* What is required: In the forum thread about the Optimax losing power, what speed and rpm does the boat normally reach?

* Text shown:
====================

# 115 Optimax losing power



## naclh2oDave (Apr 8, 2008)

Well the boat had set up for a while while I was overseas and I finally ran it on Friday. After I charged the battery it started and ran strong all day. I took it out again on Saturday and it was sluggish, had trouble keeping idle without dying but I eventually got away from the ramp. I went through the no wake zone and opened her up but she only topped out at 29mph @ 4000rpm. Normally I get 45mph at 5500rpm but she just wouldn't do it. Since it ran perfect the day before I suspect that the problem is a safety preset by Mercury. I don't know what to check besides the oil which it had plenty. Has anyone had any similar issues with the Optimax?


----------



## DOUBLE "D" & LV (Oct 2, 2007)

Check for water in the fuel. Could also be you fuel pickup pump or a fouled plug or injector. I would not take it out until it is fixed. If you need someone to look at it, please keep us in mind.


----------



## Sequoiha (Sep 28, 2007)

Like David, more than likely fuel... These engines are very particular about fuel volume, check your fuel water seperator, and the fuel filter on the engine,,, if you cant take care of it, I can do it for you,,,,:usaflag


----------



## naclh2oDave (Apr 8, 2008)

Thanks for the help guys, looks like I'll spend the day doing some maintenance. I'll be calling if I can't figure it out.


----------



## naclh2oDave (Apr 8, 2008)

I went through the system and found no water ingress anywhere. I am going to do a tune up with all filters and spark plugs (had to order them, be in tomorrow) and will let you know how it turns out. Thanks.


----------



## duckhuntinsailor (Sep 28, 2007)

I would check your fuel before putting your new filter on. Check it by hand pumping some gas into a cake pan (that's what I used but don't let the wife know she got upset), then let it set and look for bubbles forming (water). Also,Optimax hates ethenol,it justdoesn't do right compare your gas to some fresh gas and see if it's colored differently. If you haven't you may want tomix in some fuel treatment (something like seafoam). Lastly you can disconnet the plugs (not the plug wire but the other wire) from coils one at a time to make sure each cylinder is firing if it is not firing there will be NO drop in RPM or audible change in the engine. Good luck, oh and if the fix isn't simple sell it and get a yamaha


----------



## DOUBLE "D" & LV (Oct 2, 2007)

====================

(Point notes for photos)
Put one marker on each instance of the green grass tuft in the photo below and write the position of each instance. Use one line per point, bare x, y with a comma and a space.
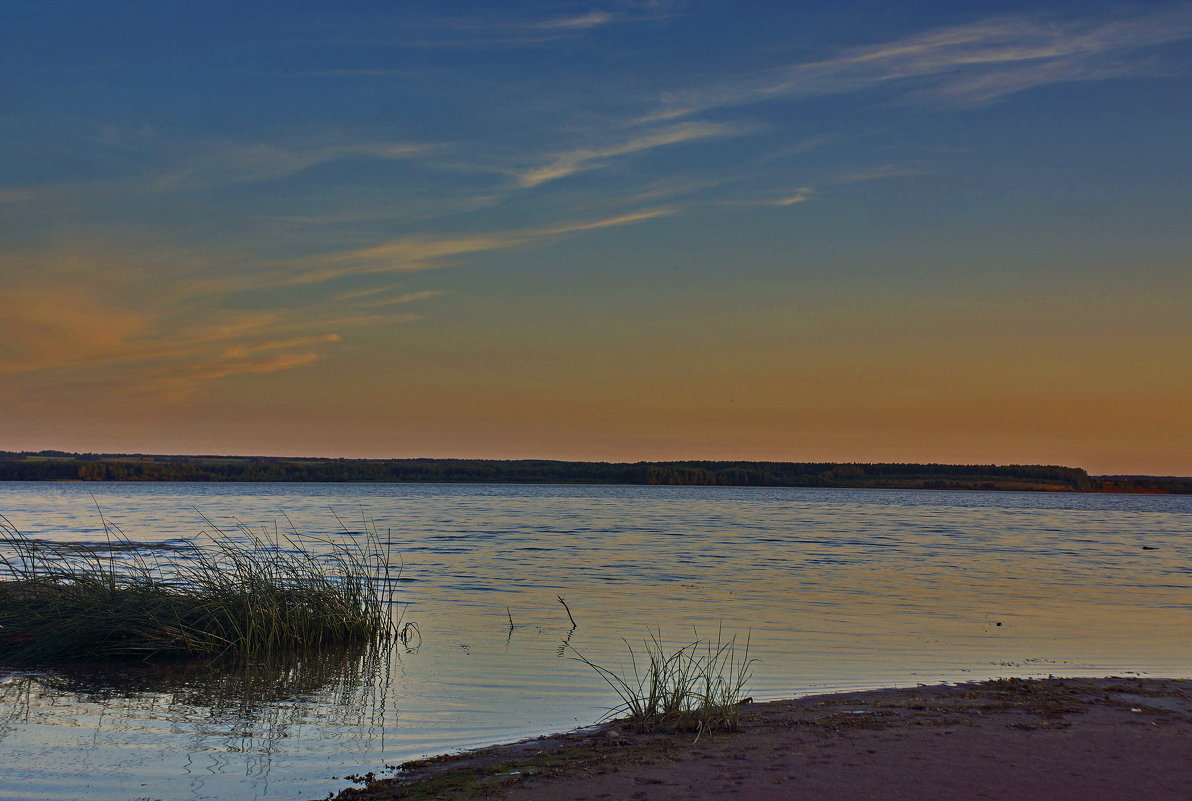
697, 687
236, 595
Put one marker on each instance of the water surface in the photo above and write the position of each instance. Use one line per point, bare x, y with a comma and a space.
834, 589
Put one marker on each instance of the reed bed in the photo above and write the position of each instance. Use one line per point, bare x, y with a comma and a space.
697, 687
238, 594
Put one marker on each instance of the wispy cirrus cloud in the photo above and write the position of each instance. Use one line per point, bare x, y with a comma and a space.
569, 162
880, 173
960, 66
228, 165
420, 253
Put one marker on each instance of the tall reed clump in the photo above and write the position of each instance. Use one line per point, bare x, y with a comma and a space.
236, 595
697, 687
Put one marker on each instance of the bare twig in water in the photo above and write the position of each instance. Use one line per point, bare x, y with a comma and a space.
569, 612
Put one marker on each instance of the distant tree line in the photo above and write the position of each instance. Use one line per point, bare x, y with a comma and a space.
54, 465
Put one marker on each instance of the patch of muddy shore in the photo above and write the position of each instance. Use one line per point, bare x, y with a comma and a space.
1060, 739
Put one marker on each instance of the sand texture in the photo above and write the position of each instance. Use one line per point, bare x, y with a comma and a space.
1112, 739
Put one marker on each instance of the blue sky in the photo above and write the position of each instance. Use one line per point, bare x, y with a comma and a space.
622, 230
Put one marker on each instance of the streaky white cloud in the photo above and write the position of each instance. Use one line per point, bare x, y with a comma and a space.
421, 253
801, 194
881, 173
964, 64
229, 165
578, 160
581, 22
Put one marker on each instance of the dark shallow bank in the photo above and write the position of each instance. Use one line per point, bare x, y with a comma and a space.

====================

* Solution for this task: 45 mph at 5500 rpm.